• 抽出本文:

「健康な肌のためには“すっぴん”が一番」と思っていませんか? 『「コロナ老け知らず」女医の美肌習慣』(双葉社)の著者で形成外科医・皮膚科医の石井美夏さん(63歳)は、「在宅ワークや自粛生活中、素肌生活を意識していた人ほど肌の老化が進んでいる」と指摘します。肌の「コロナ老け」からのリカバリー法について、石井さんに聞きました。
室内でも日焼け止めは必須!マスクしていてもリスク
「コロナ禍の2年でお肌の不調を訴える患者さんの相談を受けて確信したのが、すっぴんこそが肌にいいと信じて、日焼け止めも塗らずに自宅で過ごしていたかたのお顔は老化傾向が見られるということです」(石井さん・以下同)
石井さんによると、「おこもり生活を機に素肌を磨き上げよう」と意欲に燃え、フルラインのお手入れに加えてシートマスクや角質除去パック、自己流マッサージなどで頑張った人ほど、残念な結果になることが多いそうです。
日中のすっぴんは「百害あって一利なし」
「まず申し上げたいのは、日中のすっぴんは『百害あって一利なし』ということ。朝、カーテンを開けた瞬間から、窓ガラスの外光を通して紫外線は確実に肌をむしばみます。曇りの日は快晴のときと比べて60%、雨の日でも30%の紫外線が地表に降り注ぎます。

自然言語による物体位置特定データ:

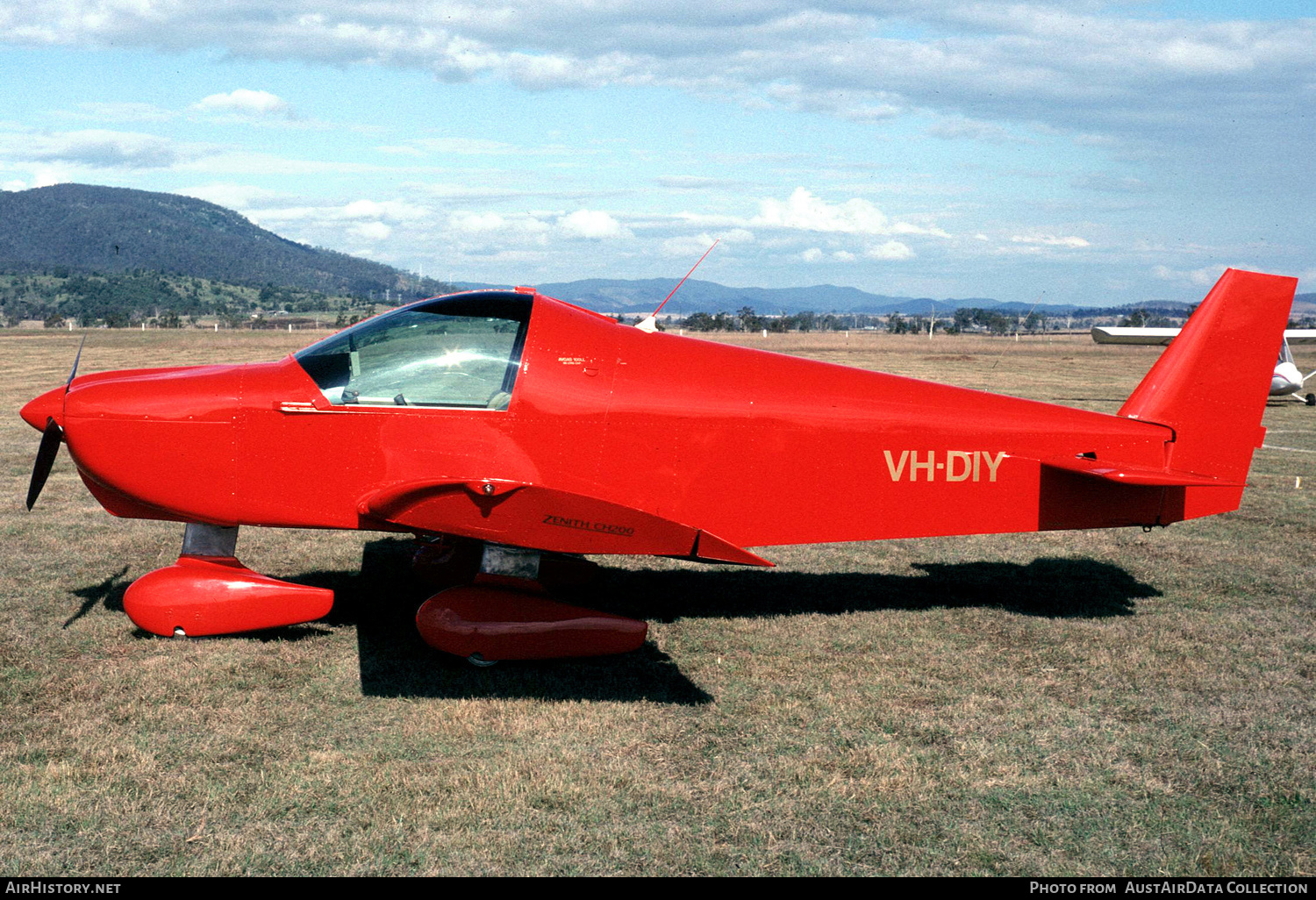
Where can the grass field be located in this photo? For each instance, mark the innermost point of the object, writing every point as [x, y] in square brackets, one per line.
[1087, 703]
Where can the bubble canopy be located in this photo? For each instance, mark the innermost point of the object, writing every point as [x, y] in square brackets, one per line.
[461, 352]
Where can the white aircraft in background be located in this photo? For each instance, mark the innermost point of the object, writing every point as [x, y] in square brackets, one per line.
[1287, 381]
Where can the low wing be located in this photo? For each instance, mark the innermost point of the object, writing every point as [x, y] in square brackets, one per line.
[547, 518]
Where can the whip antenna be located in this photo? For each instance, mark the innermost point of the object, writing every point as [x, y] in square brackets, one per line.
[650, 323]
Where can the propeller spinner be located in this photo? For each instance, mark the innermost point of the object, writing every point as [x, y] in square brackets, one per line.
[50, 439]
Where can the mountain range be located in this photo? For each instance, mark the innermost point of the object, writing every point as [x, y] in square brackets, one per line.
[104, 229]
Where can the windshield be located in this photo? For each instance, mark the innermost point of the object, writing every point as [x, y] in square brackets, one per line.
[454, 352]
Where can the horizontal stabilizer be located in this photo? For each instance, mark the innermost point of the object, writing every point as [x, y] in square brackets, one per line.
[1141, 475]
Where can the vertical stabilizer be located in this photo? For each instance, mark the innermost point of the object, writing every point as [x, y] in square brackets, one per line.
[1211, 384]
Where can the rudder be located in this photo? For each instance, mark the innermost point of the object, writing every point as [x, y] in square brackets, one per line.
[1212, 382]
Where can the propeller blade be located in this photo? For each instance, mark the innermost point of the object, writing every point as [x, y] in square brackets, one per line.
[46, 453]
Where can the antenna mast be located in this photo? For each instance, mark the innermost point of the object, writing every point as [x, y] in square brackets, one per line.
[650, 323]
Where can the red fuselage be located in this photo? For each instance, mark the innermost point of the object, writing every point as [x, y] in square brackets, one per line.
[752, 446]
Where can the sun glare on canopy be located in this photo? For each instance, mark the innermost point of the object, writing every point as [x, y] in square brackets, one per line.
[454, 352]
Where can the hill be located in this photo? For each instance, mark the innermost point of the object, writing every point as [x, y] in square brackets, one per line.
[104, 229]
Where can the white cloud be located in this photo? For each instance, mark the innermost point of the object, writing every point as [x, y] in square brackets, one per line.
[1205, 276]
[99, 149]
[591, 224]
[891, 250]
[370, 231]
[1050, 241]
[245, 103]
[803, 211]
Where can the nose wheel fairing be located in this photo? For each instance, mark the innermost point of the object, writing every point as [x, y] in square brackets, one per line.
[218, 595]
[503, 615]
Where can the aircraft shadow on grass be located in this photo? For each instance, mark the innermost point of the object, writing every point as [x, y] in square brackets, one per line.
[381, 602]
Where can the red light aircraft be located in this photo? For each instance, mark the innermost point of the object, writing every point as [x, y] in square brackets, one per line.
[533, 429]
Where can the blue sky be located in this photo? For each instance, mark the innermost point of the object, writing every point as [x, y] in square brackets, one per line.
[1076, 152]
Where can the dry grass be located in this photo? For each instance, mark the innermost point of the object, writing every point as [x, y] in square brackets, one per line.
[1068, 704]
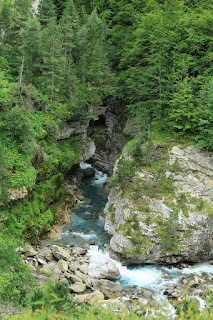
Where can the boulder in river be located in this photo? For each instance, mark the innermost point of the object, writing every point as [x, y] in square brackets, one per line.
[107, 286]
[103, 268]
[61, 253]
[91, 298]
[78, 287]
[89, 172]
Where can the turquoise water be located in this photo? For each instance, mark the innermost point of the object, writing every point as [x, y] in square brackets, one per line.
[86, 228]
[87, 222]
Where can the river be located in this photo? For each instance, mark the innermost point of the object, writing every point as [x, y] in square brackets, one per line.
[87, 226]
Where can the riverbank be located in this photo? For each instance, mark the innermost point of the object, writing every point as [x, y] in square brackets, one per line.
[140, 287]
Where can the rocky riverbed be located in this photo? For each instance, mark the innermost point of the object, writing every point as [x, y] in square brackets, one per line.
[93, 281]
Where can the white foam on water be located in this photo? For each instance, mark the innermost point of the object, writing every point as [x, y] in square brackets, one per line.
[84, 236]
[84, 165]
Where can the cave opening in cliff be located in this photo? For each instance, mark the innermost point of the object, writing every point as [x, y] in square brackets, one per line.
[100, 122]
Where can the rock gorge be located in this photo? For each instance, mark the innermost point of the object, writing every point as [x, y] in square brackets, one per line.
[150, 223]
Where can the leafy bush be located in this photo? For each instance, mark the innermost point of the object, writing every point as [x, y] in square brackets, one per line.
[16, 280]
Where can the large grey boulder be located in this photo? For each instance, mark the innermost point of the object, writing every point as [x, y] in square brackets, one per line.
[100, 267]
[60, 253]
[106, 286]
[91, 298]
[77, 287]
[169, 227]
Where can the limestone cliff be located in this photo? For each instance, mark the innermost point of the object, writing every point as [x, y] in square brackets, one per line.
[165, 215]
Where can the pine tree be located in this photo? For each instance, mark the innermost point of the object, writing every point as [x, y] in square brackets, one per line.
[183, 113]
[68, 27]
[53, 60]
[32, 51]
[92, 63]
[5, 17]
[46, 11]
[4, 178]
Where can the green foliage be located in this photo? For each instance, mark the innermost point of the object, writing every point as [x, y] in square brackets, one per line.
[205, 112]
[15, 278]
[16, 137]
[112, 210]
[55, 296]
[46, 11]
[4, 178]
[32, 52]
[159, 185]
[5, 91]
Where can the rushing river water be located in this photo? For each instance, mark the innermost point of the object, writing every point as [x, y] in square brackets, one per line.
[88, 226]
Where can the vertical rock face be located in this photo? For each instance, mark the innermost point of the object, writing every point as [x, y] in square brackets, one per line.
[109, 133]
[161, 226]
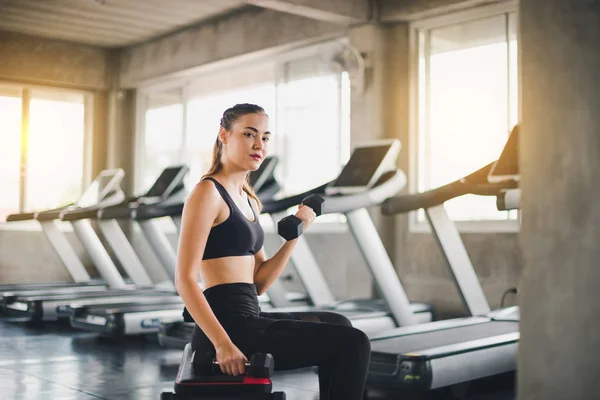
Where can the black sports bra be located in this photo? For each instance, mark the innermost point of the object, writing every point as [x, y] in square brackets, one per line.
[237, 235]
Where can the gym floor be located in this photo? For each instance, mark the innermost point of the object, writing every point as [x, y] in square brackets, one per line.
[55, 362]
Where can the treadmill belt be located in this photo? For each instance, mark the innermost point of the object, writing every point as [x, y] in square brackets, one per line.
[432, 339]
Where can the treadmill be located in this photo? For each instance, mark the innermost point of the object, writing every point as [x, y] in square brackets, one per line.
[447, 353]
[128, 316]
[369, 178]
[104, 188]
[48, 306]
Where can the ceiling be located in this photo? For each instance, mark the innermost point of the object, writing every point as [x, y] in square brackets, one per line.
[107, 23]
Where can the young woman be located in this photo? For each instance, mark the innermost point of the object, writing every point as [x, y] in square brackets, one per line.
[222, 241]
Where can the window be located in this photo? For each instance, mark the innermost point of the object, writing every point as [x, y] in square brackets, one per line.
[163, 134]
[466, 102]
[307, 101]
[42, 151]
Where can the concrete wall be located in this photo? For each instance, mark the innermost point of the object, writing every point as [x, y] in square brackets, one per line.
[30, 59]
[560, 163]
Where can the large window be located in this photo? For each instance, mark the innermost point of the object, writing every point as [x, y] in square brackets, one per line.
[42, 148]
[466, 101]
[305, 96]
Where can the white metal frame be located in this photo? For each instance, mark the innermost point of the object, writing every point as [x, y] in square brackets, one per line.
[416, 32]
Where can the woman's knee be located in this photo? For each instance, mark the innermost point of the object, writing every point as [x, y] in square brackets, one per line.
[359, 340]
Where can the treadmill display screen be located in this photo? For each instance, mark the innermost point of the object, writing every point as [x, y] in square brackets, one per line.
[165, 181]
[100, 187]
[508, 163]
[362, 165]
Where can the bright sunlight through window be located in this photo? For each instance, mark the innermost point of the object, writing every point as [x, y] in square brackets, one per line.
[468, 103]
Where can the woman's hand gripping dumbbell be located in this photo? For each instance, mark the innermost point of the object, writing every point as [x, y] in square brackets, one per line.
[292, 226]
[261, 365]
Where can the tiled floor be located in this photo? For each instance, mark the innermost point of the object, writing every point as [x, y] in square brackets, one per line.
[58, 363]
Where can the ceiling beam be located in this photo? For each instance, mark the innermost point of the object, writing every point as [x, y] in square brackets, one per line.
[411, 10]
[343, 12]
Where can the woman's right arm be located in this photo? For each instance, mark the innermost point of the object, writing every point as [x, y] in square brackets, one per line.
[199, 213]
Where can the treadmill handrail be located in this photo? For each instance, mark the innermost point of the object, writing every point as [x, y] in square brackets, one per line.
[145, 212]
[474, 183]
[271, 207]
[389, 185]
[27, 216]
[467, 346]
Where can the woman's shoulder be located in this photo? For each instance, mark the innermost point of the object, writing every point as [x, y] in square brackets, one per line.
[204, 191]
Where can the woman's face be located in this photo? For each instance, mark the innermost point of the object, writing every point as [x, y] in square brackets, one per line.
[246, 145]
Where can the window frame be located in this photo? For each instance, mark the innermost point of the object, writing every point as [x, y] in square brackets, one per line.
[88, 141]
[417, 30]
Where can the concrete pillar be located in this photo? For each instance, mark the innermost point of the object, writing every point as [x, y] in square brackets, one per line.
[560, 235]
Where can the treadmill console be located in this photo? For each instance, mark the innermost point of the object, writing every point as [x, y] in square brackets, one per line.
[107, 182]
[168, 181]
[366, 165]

• 課題一覧:
a - 肌の「コロナ老け」に関する記事によると、曇りの日に地表に降り注ぐ紫外線は、快晴のときと比べて何%ですか。
b - 肌の「コロナ老け」に関する記事を、最後の文の続きから書き進めなさい。
上記の資料は、肌の「コロナ老け」に関する記事とは別個のものです。

• 課題別の解答:
a - 60%です。

b -
ネット上では、『すっぴんでも1日15分ならば日焼けしない』という説が流れていたりしますが、根拠はありません。紫外線は浴びただけ肌にカウントされてしまいます。特に、肌の奥に届くA波は朝夕でも油断大敵です」
紫外線は、シミやソバカスの原因になるだけではありません。
「コラーゲンやエラスチンといった、ムチッとした弾力を生むたんぱく質を破壊します。肌がしぼむと同時に毛穴が広がり、最悪、毛穴同士がつながって涙型になった“帯状毛穴”になることもあるのです。
帯状毛穴ができやすいのは鼻から頬にかけてで、まさにマスクで摩擦にさらされる部分。UV加工されていない不織布マスクも、紫外線を通過して肌に届くため、マスクをしていても日焼けのリスクはあります」
対策として石井さんがすすめるのは、「朝の行動パターン」を変えること。
「『コロナ老け』の自覚のある人は、朝の行動パターンを変えてみましょう。目覚めたら、洗面台に直行して洗顔とスキンケアのあと、きっちり日焼け止めを塗ってからカーテンを開けてみてください。これだけでもかなり、お肌の若々しさを取り戻せるはずです」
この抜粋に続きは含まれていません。